Brief A: Decide whether each statement below agrees with the report on the Chilean miners' rescue, answering yes or no for (i), (ii) and (iii) and quoting the words of the report that decide each one. (i) The foreman was the last miner brought out. (ii) The rock collapse that trapped the men occurred on Aug. 5. (iii) According to the health minister, one miner is being treated for a broken leg.
Brief B: Carry on writing the report on the Chilean miners' rescue, starting right after its final sentence.

Excerpt to read:
Rescue operation complete for Chilean miners - WKOW 27: Madison, WI Breaking News, Weather and Sports

Rescue operation complete for Chilean miners

San Jose Mine, Chile San Jose Mine, Chile

SAN JOSE MINE, Chile (WKOW) -- The last rescuer was hoisted back to surface in Chile, leaving behind a wrecked and empty mine.

A few hours earlier, crews pulled up the last of 33 miners who were trapped for 69 days.


SAN JOSE MINE, Chile (AP) -- The last of the Chilean miners has been raised from deep beneath the earth. All 33 men have now been delivered from the longest underground entrapment in history.

The foreman who held the group together when they were feared lost was the last man out. Luis Alberto Urzua was hoisted to safety in a joyous climax to a flawless rescue that captivated the world

The intricately planned rescue that ended late Wednesday moved with remarkable speed -- and flawless execution -- hauling up miner after miner in a cramped cage through a narrow hole drilled through 2,000 feet of rock.

The 33 men spent more than 69 days trapped in the lower reaches of the mine after a huge collapse of rock blocked the way out on Aug. 5.


SAN JOSE MINE, Chile (AP) -- Mine officials in Chile believe they might be able to free the all of the 33 miners by midnight.

The rescue is running ahead of schedule with more than three-quarters of the miners now above ground, after being trapped for almost two and a half months.

The country's health minister says some of miners probably will be able to leave the hospital tomorrow -- that's earlier than expected. But he says many are anxious and have been unable to sleep. One is being treated for pneumonia and two need dental work.

President Barack Obama says the resolve of Chilean people is inspirational and the rescue has captivated the world.

Joyous reaction is pouring out across Twitter and Facebook, as viewers worldwide watch the story unfold in real time.

Recorded information:
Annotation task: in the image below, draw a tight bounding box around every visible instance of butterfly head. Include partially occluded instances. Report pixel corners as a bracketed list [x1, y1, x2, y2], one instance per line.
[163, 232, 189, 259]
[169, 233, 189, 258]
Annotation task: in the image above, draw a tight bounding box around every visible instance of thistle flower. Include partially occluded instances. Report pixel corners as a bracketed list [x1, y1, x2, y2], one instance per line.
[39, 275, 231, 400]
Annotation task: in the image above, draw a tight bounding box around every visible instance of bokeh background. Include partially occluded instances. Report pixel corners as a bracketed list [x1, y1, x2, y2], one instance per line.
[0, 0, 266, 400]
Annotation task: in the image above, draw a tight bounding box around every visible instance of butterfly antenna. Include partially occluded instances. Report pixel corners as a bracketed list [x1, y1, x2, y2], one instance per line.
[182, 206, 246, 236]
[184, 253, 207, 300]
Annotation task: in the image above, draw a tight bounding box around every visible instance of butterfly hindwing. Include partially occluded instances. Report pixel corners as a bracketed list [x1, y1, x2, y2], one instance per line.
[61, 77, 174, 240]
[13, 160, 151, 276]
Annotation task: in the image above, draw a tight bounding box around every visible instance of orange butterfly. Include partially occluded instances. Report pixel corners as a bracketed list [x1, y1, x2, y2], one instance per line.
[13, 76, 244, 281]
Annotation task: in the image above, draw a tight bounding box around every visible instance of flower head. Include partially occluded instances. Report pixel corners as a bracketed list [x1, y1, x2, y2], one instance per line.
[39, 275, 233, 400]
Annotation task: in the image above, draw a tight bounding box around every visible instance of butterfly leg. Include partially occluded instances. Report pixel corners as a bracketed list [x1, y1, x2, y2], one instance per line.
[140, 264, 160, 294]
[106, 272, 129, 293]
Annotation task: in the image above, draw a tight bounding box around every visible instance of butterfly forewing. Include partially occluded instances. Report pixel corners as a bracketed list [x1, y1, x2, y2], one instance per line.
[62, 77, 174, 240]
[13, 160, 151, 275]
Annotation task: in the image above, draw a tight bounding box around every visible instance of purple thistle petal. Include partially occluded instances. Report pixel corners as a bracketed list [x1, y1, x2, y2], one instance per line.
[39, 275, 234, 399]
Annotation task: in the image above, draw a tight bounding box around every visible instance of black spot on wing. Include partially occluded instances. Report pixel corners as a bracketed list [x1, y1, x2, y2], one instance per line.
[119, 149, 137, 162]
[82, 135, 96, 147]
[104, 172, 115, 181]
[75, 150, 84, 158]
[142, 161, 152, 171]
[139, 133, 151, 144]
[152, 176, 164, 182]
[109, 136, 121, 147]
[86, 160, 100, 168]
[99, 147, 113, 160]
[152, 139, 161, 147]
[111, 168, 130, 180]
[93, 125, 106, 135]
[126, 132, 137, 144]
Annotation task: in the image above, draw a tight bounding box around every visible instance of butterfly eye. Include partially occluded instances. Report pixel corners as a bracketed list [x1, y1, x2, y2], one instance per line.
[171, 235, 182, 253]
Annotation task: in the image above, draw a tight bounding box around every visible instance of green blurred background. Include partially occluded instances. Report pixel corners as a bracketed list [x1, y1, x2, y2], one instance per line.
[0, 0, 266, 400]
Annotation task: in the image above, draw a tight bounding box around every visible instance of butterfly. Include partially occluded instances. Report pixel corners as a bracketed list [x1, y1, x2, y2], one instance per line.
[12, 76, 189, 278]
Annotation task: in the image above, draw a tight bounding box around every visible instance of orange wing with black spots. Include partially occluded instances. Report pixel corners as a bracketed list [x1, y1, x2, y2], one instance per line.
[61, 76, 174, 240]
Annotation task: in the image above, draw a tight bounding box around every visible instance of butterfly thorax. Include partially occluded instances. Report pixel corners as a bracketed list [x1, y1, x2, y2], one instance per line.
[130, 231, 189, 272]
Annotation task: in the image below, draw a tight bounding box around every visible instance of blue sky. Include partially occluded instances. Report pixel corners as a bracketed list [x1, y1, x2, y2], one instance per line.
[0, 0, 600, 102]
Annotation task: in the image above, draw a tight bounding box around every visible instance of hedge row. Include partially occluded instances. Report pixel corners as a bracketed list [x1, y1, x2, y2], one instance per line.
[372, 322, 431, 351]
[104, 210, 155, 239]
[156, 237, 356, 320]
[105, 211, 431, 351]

Expected answer A:
(i) Yes: "The foreman who held the group together when they were feared lost was the last man out."
(ii) Yes: "after a huge collapse of rock blocked the way out on Aug. 5."
(iii) No: "One is being treated for pneumonia and two need dental work."

Expected answer B:
SAN JOSE MINE, Chile (CNN) -- CNN is reporting a 25th miner is now out, as of about 4:30 p.m.


SAN JOSE MINE, Chile (AP) -- Two-thirds of Chile's trapped miners are now up and out of their half-mile-deep dungeon as the rescue operation gains speed.

No. 22 came up into the desert sun more than 17 hours after the rescue capsule dubbed "Phoenix" extracted the first miner.

He is Samuel Avalos, a 43-year-old man who had been working as a street vender before he found work at the mine to earn more money.


SAN JOSE MINE, Chile (AP) -- More than half of Chile's trapped miners are now up and out of their half-mile-deep dungeon.

No. 17 came up into the desert sun more than 13 hours after the rescue capsule dubbed "Phoenix" extracted the first miner.

He is Omar Reygadas, a 56-year-old widower who worked as an electrician and led one of three groups down below after the 33 men divided their duties to keep organized.

He has six children, 14 grandchildren and 4 great-grandchildren. He's spent three decades working the mines -- and this is the third time he's been trapped underground.


SAN JOSE MINE, Chile (AP) -- The rescue of the Chilean miners has been proceeding smoothly, and somewhat faster than expected.

By midmorning 13 men had been extracted in roughly 10 hours, with some emerging as quickly as 39 minutes apart.

They've been riding up the more than 2,000 foot escape shaft in a special capsule. The 28-inch-diameter shaft has some curves, but Chile's health minister says the capsule has not been rotating as much as officials had expected as it moves through them. That's allowed the trip to go faster.

After 69 days, the miners have survived being trapped underground longer than anyone on record. Their vital signs are being closely monitored as they make the journey up the shaft. They've been given a high-calorie liquid diet donated by NASA that's designed to prevent nausea from any rotation of the capsule.

At the current pace, all 33 miners should be out before sunrise tomorrow.


SAN JOSE MINE, Chile (AP) -- Florencio Avalos, the first of 33 miners to be rescued, has surfaced after 69 days underground.

He stepped out of a rescue capsule amid sobs from his young son and received a bracing bear hug from Chilean President Sebastian Pinera.

Avalos smiled widely as he hugged rescuers, then Pinera, as his wife, two sons and father looked on. His 7-year-old son Bairo sobbed, as did Chile's first lady, Cecilia Morel. Then Avalos was escorted into a medical triage center for the first of a battery of tests.